--- START OF Selected passage ---

Well, I'm sure an optimization for little endian platforms to do that 16bit palette load in once instead of two 8bit ones wouldn't hurt. I know it's obvious but such a small amount of conditional code (and almost everything is little endian these days)
byuu

Post by byuu »

blargg, I really don't understand the fetish C/C++ developers have for making object files out of every last source code file. And since I have files named memory.cpp in at least three different folders, yet put all my object files inside src/obj/, I'd have to come up with even more "clever" Makefile transformations to pull that off.

The S-PPU is a logical unit. It stands to reason the code is never going to grow 10x larger than it is, and the entire unit compiles in ~50ms, tops. And of course, as Exophase pointed out, GCC still can't handle C++ link-time code generation for cross-module inlining.

--- END OF Selected passage ---

Stated goal 1 >>
According to the passage, how long does the entire S-PPU unit take to compile?

--- START OF Dataset content ---

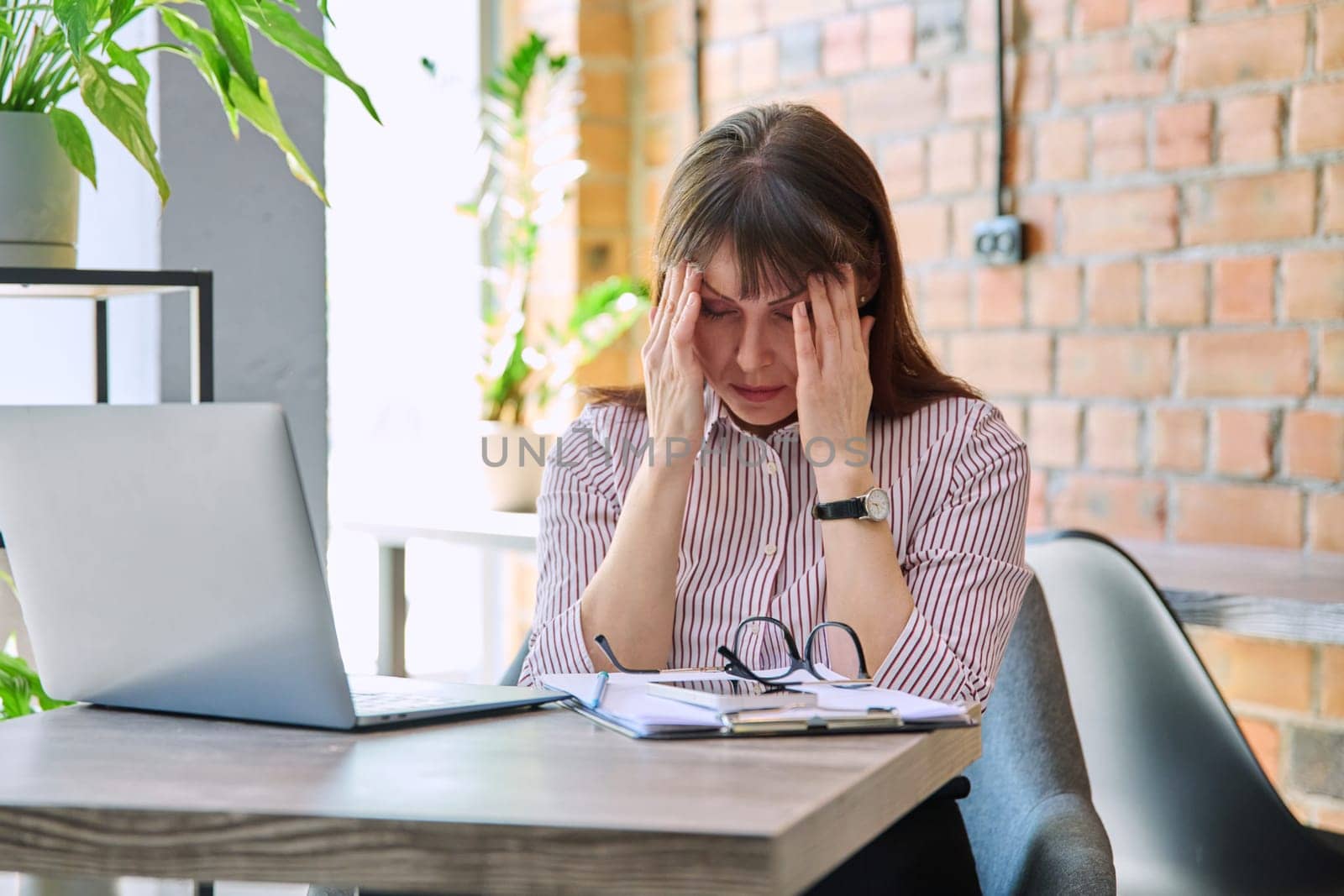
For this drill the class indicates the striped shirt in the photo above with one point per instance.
(958, 477)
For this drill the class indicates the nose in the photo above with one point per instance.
(754, 348)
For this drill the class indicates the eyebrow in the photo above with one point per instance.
(710, 286)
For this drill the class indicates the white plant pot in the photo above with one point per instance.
(511, 470)
(39, 195)
(35, 886)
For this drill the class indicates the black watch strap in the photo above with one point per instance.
(847, 510)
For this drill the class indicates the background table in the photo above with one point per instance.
(544, 799)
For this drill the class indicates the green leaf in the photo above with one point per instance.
(74, 140)
(232, 29)
(74, 16)
(260, 109)
(121, 109)
(210, 62)
(131, 62)
(286, 33)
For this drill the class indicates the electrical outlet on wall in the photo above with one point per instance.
(999, 241)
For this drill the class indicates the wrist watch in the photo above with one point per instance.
(874, 504)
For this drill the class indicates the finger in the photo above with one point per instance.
(803, 344)
(828, 332)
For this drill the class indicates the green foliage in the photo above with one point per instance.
(19, 684)
(53, 49)
(528, 136)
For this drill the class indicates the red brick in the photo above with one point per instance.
(1120, 141)
(1062, 149)
(922, 231)
(1240, 364)
(1115, 293)
(732, 18)
(1102, 71)
(1277, 206)
(1254, 515)
(1243, 291)
(1112, 438)
(1335, 199)
(1263, 671)
(1045, 19)
(902, 168)
(1249, 50)
(1183, 134)
(1317, 117)
(1332, 363)
(1179, 439)
(947, 300)
(1101, 15)
(1314, 285)
(1314, 445)
(759, 60)
(1132, 221)
(1119, 506)
(1003, 363)
(1330, 38)
(1332, 683)
(902, 102)
(843, 45)
(1162, 11)
(952, 161)
(1016, 165)
(1038, 212)
(971, 90)
(1119, 365)
(1053, 293)
(1053, 432)
(1263, 739)
(1247, 129)
(891, 36)
(1242, 443)
(1327, 521)
(1176, 293)
(999, 297)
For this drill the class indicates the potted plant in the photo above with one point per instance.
(53, 49)
(528, 147)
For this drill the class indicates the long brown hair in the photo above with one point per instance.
(795, 195)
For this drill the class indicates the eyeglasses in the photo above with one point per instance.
(759, 627)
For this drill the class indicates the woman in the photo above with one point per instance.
(784, 378)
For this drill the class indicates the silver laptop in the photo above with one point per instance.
(165, 560)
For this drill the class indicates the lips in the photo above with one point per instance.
(757, 394)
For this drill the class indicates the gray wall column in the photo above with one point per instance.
(239, 211)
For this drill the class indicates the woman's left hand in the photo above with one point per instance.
(835, 389)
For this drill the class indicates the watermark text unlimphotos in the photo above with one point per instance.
(584, 446)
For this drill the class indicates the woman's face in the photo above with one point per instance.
(746, 345)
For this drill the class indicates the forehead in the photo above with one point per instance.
(723, 275)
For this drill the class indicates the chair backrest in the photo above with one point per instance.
(1184, 801)
(1030, 815)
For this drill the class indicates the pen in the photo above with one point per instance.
(601, 688)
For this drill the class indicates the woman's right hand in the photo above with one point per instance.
(674, 379)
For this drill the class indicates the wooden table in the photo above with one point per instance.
(544, 799)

--- END OF Dataset content ---

Stated goal 2 >>
Locate every line in the listing that contains the string "table", with case counting, and copy each one.

Finished answer 1 >>
About 50 ms, tops.

Finished answer 2 >>
For this drill the class indicates the background table in the photo above with one point per instance.
For this drill the class indicates the wooden table in the photo above with one point per instance.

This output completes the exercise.